## Records for the task
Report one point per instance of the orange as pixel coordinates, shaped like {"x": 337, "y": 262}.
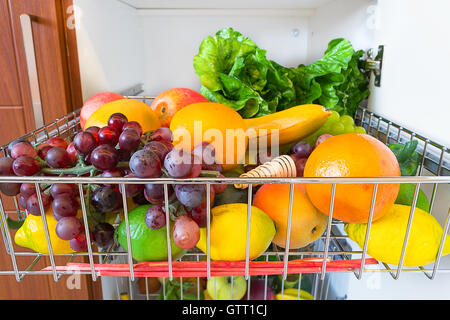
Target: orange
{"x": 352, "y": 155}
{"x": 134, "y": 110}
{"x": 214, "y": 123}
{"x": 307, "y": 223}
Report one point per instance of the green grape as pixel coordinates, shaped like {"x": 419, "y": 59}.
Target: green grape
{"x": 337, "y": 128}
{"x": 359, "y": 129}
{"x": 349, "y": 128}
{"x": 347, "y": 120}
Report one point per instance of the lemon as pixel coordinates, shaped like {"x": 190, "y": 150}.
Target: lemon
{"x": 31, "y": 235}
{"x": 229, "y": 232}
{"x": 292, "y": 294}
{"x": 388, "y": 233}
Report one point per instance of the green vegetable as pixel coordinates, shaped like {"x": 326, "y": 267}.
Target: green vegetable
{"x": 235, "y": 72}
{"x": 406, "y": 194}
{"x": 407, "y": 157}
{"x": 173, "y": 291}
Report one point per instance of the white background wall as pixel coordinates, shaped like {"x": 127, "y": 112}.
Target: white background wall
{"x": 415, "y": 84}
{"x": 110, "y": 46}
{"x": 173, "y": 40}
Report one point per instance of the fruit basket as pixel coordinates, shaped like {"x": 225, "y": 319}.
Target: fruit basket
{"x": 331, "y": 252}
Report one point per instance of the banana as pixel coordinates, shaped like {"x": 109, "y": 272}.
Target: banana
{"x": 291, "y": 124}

## What you are asked to do
Leaving out the pictures, print every record exactly as written.

## Reply to the task
Report one point per instance of the orange as pixel coordinates, shaped like {"x": 337, "y": 262}.
Target: orange
{"x": 352, "y": 155}
{"x": 134, "y": 110}
{"x": 214, "y": 123}
{"x": 307, "y": 223}
Report one point per instance of the green grape as pixel coordinates, shaped like {"x": 419, "y": 59}.
Target: green grape
{"x": 337, "y": 128}
{"x": 359, "y": 129}
{"x": 349, "y": 128}
{"x": 347, "y": 120}
Report one point per instance of the lemon as pixel coordinates, shaped like {"x": 190, "y": 150}.
Target: lemon
{"x": 31, "y": 235}
{"x": 229, "y": 232}
{"x": 292, "y": 294}
{"x": 388, "y": 233}
Report one point per instance of the green vegetable as pixel coordinates, shaped like {"x": 326, "y": 267}.
Target: green vegetable
{"x": 235, "y": 72}
{"x": 406, "y": 194}
{"x": 407, "y": 157}
{"x": 173, "y": 291}
Report one point per instance of the white background wall as pixel coordinates, shaped like {"x": 127, "y": 112}.
Target: white background wall
{"x": 415, "y": 84}
{"x": 110, "y": 46}
{"x": 173, "y": 40}
Report one point per instance of the fruit basket as pixel coordinates, shaped like {"x": 225, "y": 319}.
Target: fruit basket
{"x": 331, "y": 252}
Report one point per instance of the banana as pixel coordinates, shaped like {"x": 109, "y": 272}.
Target: banana
{"x": 291, "y": 124}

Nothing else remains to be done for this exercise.